--- Start of Selected passage ---

I'm really interested in how long it takes some of you guys to complete a project and how you go about estimating how much time it will take you.
I know in order to estimate something you need specifics so...
If I were to ask you to do a Nex Gen (Normal Mapped) model of
the Queen Alien from the alien movies and have it textured and ready to be rigged/exported to Unreal how long would you estimate this project would take you?
I know this model is very complex, but that's the point, given a project that has many unknown variables and potential new challenges how exactly do you go about estimating how long it will take?
Any other other examples from projects you have worked on in the past are welcome as well. I am really just looking for general advice on scheduling and trying to see what kind of standards/thought processes there are regarding this subject.
Replies
- Concept artist concepts an over arching image of the environment as a whole.
- From that concept, we dissect it to come up with an asset list of objects needed in order to achieve said environment.
- That list is prioritized from "BIGGEST IMPACT" to least impact.
- From there each artist puts down how many days they believe it will take them to model, texture, create damage states, setup for Havok and/or rigging for each asset they'll be working on.
- We then begin to work on our assets from the biggest impact to the least impact.

--- End of Selected passage ---

__Exercise aim__
According to the forum thread on estimating time for 3D art projects, how is the asset list prioritized?

--- Start of Data provided ---

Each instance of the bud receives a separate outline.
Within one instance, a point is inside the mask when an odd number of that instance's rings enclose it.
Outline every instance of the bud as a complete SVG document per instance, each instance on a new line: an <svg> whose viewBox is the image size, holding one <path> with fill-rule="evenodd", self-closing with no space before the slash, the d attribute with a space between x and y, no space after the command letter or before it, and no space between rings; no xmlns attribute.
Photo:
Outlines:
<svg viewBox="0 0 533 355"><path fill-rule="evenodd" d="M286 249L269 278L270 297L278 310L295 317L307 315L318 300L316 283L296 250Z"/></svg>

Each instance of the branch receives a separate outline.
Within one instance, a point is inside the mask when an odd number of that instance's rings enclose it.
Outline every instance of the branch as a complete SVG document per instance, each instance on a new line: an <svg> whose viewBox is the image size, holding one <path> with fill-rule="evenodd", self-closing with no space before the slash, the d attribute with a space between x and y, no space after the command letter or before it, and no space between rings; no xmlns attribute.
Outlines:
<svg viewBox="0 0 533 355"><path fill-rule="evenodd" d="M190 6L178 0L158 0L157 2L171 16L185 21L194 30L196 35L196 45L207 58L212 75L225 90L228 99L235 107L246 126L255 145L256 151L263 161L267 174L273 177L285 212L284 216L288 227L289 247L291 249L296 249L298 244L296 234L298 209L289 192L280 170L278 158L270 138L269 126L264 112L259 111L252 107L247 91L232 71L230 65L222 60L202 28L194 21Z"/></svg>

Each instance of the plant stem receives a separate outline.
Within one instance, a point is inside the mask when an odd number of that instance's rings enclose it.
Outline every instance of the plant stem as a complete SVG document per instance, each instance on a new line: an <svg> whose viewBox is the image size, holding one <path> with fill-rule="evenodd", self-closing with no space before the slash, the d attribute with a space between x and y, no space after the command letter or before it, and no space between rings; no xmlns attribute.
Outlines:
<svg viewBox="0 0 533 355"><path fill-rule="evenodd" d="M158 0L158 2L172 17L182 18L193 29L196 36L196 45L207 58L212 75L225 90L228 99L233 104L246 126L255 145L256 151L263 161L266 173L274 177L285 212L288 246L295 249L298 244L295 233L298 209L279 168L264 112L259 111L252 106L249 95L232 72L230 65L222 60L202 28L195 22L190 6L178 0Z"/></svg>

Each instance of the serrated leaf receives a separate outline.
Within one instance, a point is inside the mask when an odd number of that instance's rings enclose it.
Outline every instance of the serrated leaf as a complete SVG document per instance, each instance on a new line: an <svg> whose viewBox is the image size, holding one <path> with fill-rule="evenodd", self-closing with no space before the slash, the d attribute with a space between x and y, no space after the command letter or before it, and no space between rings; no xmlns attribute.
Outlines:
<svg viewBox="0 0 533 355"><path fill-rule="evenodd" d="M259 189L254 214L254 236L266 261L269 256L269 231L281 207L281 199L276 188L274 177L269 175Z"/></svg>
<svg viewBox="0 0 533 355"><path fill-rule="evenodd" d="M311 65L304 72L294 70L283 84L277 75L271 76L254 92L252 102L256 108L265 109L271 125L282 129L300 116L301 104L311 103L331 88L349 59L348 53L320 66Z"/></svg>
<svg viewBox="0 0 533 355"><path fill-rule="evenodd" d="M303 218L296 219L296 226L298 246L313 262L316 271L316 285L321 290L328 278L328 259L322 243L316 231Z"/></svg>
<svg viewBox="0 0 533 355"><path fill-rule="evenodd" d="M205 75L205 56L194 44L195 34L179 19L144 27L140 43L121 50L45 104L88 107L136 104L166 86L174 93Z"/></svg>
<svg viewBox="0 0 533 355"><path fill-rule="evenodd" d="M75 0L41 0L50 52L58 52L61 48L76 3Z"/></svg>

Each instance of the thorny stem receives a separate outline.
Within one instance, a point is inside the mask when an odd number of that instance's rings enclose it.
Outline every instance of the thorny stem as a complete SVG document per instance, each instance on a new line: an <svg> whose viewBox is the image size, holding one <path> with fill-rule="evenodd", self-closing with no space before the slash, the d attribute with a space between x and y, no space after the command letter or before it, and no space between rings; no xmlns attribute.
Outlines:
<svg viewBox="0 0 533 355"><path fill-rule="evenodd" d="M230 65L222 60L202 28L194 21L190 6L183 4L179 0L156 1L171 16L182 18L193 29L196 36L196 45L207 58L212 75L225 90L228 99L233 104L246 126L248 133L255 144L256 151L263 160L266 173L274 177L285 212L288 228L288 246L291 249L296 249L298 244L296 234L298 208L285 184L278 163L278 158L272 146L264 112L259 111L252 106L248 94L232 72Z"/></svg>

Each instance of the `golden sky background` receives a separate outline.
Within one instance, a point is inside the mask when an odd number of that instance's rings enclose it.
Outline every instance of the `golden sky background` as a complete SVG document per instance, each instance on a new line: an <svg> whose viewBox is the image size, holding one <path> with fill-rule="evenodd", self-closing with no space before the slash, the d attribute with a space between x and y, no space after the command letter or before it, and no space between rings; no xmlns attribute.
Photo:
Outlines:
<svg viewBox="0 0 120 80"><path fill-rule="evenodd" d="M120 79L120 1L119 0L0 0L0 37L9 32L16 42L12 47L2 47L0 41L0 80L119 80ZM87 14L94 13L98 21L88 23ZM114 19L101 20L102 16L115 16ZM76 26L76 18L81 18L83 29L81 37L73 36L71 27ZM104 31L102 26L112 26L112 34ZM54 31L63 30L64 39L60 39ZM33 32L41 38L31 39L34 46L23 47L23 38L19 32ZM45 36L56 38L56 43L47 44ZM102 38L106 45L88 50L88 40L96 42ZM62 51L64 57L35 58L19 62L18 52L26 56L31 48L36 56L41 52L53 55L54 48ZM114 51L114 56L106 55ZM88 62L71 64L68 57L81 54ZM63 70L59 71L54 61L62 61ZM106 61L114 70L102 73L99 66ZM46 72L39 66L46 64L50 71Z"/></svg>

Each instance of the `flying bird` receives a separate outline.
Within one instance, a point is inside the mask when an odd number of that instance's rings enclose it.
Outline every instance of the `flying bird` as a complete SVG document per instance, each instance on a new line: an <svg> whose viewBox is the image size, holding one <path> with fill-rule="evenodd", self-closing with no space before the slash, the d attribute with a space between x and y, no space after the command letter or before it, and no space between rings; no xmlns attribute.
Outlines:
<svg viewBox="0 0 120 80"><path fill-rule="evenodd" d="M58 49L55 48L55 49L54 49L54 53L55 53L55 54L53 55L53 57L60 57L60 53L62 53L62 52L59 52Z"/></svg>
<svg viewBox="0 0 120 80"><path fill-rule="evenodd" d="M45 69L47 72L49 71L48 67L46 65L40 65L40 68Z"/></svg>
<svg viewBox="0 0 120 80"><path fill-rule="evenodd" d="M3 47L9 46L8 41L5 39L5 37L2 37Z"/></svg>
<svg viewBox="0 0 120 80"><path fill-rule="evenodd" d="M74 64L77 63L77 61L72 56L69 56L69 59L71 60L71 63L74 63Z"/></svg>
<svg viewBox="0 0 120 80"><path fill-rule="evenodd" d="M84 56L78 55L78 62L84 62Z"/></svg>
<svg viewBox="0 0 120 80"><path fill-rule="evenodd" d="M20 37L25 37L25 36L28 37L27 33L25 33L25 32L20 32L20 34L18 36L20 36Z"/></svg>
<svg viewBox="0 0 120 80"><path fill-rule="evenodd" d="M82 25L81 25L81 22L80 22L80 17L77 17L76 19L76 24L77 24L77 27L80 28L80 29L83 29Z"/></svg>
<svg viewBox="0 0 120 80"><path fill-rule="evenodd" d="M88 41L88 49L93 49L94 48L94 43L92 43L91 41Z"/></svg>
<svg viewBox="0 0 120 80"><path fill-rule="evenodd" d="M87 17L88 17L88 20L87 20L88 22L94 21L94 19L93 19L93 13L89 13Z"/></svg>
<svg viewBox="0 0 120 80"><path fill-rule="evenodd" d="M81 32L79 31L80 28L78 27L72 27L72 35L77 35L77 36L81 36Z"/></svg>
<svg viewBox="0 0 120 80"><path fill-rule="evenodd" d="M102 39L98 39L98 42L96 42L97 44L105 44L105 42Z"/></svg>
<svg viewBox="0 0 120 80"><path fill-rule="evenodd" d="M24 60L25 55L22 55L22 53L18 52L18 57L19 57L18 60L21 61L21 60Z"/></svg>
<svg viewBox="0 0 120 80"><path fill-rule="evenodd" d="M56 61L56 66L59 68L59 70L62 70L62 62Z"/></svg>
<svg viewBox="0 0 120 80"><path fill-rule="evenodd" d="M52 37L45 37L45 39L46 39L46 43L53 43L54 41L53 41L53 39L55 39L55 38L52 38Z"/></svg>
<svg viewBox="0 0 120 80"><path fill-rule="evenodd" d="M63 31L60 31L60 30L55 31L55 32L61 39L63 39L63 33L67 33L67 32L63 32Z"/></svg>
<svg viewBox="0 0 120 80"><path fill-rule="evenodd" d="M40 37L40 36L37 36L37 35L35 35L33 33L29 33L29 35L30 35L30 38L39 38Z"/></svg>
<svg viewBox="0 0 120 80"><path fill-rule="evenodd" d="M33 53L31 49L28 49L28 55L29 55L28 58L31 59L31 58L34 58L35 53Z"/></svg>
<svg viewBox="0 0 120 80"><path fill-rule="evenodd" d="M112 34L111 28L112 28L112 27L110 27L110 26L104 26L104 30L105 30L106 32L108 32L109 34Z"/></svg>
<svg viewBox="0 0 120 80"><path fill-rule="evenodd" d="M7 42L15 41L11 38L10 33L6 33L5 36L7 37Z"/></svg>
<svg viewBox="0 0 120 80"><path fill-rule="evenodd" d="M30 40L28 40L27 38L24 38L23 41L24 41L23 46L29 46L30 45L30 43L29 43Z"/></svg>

--- End of Data provided ---

__Solution to the exercise__
From "BIGGEST IMPACT" to least impact.